[WHAT YOU SHOULD DO]: Output the line that contains "cliff as a single point per instance." and every line after it to the end of the entries, with nothing added or left out.

[DATASET CONTENT]:
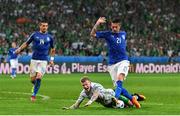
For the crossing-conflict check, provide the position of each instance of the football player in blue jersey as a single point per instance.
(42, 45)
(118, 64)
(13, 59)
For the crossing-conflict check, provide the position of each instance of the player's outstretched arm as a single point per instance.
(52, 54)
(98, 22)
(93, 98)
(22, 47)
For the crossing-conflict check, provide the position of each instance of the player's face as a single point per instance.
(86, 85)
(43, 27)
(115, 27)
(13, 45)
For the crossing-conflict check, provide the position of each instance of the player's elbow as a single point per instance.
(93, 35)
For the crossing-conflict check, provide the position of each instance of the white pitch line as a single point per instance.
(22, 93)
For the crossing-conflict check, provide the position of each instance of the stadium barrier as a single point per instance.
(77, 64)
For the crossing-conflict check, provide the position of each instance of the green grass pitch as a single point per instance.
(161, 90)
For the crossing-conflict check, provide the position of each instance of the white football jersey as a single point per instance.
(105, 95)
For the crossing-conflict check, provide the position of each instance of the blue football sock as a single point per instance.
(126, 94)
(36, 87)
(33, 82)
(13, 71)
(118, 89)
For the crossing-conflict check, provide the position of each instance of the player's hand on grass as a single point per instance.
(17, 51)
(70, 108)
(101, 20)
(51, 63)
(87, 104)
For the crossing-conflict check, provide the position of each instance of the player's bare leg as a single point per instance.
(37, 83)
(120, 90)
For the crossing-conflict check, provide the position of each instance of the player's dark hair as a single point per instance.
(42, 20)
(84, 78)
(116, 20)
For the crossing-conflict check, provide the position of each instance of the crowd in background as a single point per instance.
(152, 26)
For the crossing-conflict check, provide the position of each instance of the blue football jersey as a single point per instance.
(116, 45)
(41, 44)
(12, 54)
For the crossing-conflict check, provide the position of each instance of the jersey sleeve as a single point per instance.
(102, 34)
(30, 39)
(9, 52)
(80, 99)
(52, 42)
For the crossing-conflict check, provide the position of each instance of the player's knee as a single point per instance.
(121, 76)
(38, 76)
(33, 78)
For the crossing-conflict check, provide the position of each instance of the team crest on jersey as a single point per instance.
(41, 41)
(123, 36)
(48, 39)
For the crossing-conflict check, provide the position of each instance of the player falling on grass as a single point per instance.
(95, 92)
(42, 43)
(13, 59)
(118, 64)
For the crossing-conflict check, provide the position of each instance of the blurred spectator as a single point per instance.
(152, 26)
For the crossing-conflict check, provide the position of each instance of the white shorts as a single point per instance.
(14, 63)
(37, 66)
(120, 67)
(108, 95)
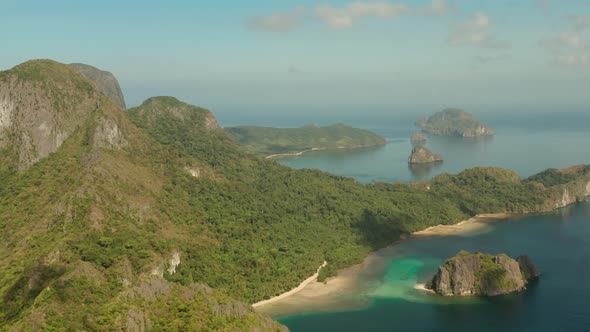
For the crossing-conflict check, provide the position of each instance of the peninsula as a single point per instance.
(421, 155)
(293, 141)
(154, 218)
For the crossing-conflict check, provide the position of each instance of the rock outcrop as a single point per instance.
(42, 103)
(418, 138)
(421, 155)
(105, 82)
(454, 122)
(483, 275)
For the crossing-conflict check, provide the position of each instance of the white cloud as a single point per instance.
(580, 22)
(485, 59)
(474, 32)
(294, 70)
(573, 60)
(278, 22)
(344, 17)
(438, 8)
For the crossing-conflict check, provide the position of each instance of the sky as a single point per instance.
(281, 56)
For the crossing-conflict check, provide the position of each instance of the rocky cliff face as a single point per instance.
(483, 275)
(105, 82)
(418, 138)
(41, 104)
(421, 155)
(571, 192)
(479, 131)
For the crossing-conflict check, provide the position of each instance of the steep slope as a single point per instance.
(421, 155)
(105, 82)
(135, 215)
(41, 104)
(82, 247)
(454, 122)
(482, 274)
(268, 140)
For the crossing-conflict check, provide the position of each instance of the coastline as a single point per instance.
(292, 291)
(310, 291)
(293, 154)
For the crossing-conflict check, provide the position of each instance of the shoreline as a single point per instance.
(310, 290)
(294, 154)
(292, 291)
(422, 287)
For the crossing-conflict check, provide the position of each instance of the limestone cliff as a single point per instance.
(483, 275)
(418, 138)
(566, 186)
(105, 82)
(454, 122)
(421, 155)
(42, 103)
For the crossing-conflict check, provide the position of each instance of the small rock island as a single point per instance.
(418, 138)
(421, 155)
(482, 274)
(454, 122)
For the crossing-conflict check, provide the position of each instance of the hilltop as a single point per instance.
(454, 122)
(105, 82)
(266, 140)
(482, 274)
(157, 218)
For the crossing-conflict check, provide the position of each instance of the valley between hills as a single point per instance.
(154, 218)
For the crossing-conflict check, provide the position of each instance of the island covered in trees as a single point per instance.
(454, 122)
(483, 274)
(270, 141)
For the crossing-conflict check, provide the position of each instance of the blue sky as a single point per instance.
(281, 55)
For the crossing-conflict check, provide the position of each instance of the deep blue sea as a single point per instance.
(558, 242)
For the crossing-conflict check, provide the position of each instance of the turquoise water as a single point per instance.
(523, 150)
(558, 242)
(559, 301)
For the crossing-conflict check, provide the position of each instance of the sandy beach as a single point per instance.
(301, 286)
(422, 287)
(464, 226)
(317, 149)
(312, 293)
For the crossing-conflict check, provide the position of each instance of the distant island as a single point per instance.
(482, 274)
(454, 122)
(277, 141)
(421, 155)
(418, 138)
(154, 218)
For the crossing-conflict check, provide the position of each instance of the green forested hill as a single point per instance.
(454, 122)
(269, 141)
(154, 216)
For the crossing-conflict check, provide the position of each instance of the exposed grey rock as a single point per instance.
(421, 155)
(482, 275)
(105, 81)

[REPLY TO THE EXERCISE]:
For the crossing-conflict check, provide the position of each instance of the limestone cliff as a single point per instance.
(483, 275)
(418, 138)
(566, 186)
(105, 82)
(454, 122)
(421, 155)
(42, 103)
For the crossing-conflict check, provide the position of each instance of the small rock island as a single point per instance.
(418, 138)
(421, 155)
(482, 274)
(454, 122)
For the crossing-conflict check, provide the position of each instance of the hilltop as a single point per instance.
(454, 122)
(105, 82)
(266, 140)
(482, 274)
(157, 218)
For the crossing-conflict check, provide the position of each instance of the valley between hills as a single point per instance.
(154, 218)
For the crossing-conflict check, provide the position of each instance of the island covered in trees as a single point per instance.
(454, 122)
(483, 274)
(270, 141)
For the crossing-conflict check, provide the position of each instance of the blue sky as a single point per instance.
(281, 55)
For the crossing-conflict check, provide the position of each instance of the deep blue sea as a single point per instance.
(558, 242)
For the crossing-conflict check, provide the position of each instance of the turquoise water as a single point per instance.
(523, 150)
(558, 242)
(559, 301)
For the crossing-conflict check, provide the position of each instance of the sandy beach as a single point per instance.
(301, 286)
(422, 287)
(464, 226)
(317, 149)
(312, 293)
For the crossing-conflict check, provide the position of each instance of the distant island as a single point per instance.
(482, 274)
(454, 122)
(277, 141)
(421, 155)
(418, 138)
(154, 218)
For the crossing-conflict check, provide the position of each instance of the green forested hill as a single point per instance.
(454, 122)
(269, 141)
(154, 216)
For the crossing-conflict check, provide the position of each instance of the exposed grey rock as a single point per instance.
(421, 155)
(482, 275)
(105, 81)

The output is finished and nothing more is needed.